#### Reading text
───

# Taurus recall (or not)



## 2manycats

New to the firearms blog sites and just feeling my way around. So far there seems to be a lot of useful info available. 

Has anyone here had any success getting a new pistol in the Taurus safety recall? I sent my PT111 Titanium Pro to them the first week of September, 2015. At the time they said 4 months. Ok, way too long to wait, and mine worked fine, but for a new pistol I figured 'why not'. After 5 months, I had then call me, and they told me now the replacements will be shipped "whenever"-because the time has been extended indefinitely. In the months since, I went on the Taurus site and spoke to reps several times, and it was frustrating and kind of interesting. 

Online, the representative was always 'Fran', no matter what time of day-always Fran. Her (?) responses were always 'cut and paste" (the exact same wording every time over several weeks). Whenever I asked something she couldn't answer with a paste it took usually 5+ minutes to respond-so a typical dialog might take 30 minutes. This person would always end by arranging for a Taurus rep to call me.

───

Labeled shape records:
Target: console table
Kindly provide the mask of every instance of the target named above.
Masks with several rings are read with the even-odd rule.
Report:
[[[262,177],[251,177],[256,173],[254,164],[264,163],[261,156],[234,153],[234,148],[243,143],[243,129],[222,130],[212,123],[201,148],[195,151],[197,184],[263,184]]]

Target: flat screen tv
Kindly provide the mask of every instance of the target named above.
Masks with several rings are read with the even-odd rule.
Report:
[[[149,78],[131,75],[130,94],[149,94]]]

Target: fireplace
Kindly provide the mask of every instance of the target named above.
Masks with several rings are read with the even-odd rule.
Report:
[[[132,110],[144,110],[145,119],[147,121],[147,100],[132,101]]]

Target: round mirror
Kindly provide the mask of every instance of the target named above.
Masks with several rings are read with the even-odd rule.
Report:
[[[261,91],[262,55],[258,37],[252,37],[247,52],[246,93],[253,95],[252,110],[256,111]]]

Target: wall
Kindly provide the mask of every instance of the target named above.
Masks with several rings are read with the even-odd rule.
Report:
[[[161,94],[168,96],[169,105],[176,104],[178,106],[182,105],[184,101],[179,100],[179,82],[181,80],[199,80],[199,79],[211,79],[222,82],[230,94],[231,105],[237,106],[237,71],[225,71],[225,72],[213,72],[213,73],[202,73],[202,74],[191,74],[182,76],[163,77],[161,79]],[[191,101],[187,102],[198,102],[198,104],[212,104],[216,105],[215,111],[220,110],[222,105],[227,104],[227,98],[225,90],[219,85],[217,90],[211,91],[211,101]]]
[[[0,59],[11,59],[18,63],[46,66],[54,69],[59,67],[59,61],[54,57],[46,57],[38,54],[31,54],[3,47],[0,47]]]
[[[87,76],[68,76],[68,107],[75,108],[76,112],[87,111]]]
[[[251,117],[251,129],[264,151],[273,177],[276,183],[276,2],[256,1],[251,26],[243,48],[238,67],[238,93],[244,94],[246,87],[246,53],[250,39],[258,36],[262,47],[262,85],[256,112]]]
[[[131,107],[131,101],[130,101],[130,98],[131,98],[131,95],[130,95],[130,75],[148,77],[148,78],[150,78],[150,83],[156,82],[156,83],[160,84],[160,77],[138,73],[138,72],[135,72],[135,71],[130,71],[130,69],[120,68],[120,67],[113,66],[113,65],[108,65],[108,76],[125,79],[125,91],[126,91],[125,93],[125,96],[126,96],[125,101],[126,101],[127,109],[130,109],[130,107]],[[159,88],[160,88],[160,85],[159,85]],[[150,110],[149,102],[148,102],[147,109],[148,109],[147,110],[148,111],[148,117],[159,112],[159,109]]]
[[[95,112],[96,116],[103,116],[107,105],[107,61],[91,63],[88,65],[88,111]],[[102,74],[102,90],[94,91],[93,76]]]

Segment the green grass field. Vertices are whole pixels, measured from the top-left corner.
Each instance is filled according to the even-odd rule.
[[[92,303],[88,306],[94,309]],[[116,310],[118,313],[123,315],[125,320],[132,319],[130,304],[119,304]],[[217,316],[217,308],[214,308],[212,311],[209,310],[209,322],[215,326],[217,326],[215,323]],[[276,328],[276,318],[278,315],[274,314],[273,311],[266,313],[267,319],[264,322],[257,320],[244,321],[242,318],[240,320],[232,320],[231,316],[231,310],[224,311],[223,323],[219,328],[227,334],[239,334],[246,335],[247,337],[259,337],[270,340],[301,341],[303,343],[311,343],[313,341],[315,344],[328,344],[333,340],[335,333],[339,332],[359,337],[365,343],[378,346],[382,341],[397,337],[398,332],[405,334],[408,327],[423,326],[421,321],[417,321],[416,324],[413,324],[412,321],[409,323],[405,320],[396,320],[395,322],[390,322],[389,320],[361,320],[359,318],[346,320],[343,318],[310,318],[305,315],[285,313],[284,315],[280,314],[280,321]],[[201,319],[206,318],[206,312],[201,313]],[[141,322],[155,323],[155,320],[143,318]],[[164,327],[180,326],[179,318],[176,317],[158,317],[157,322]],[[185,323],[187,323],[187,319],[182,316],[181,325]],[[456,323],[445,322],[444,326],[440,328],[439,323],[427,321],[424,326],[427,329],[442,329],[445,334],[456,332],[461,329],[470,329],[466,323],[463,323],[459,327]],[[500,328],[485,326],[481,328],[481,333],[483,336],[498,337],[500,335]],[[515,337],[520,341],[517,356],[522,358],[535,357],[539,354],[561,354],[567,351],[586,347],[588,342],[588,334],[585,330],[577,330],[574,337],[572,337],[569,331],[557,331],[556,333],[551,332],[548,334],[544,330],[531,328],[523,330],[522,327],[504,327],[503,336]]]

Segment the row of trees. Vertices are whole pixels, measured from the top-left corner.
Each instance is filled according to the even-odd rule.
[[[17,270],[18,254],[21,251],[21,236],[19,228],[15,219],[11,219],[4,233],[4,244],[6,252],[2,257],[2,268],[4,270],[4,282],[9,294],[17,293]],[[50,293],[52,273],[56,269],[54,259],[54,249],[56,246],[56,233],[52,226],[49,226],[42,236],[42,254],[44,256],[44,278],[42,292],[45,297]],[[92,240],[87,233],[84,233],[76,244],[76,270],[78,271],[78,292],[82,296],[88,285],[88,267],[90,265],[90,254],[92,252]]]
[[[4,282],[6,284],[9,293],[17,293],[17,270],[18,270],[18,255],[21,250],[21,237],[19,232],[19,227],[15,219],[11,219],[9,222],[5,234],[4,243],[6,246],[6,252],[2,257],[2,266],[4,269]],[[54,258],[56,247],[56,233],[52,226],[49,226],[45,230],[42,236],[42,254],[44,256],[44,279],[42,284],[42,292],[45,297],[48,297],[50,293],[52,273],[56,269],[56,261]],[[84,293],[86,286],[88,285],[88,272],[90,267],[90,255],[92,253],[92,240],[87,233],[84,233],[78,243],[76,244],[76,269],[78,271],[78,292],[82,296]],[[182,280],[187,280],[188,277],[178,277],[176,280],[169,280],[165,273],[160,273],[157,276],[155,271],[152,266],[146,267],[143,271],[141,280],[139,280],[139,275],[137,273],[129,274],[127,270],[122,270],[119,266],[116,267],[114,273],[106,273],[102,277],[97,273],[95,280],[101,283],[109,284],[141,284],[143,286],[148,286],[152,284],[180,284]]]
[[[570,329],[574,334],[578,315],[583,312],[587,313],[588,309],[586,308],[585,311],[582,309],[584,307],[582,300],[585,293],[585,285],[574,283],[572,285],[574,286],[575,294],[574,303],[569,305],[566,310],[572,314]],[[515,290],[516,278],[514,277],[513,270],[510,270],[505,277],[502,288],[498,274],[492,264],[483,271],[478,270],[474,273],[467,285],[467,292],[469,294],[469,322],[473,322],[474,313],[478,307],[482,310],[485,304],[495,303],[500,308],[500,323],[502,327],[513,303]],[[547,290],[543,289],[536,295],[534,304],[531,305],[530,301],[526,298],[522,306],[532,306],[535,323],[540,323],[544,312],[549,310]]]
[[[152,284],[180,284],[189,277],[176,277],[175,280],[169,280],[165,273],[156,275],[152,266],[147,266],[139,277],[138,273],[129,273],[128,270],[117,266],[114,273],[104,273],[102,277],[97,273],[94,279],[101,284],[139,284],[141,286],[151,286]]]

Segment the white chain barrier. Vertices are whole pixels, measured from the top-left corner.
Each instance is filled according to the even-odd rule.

───

#### Short task 1
According to the Taurus recall post, how long did Taurus originally say the replacement would take?
#### Short task 2
Repeat the Taurus recall post from "New to the firearms" up to and including "kind of interesting.".

#### Result 1
Four months.

#### Result 2
New to the firearms blog sites and just feeling my way around. So far there seems to be a lot of useful info available. 

Has anyone here had any success getting a new pistol in the Taurus safety recall? I sent my PT111 Titanium Pro to them the first week of September, 2015. At the time they said 4 months. Ok, way too long to wait, and mine worked fine, but for a new pistol I figured 'why not'. After 5 months, I had then call me, and they told me now the replacements will be shipped "whenever"-because the time has been extended indefinitely. In the months since, I went on the Taurus site and spoke to reps several times, and it was frustrating and kind of interesting.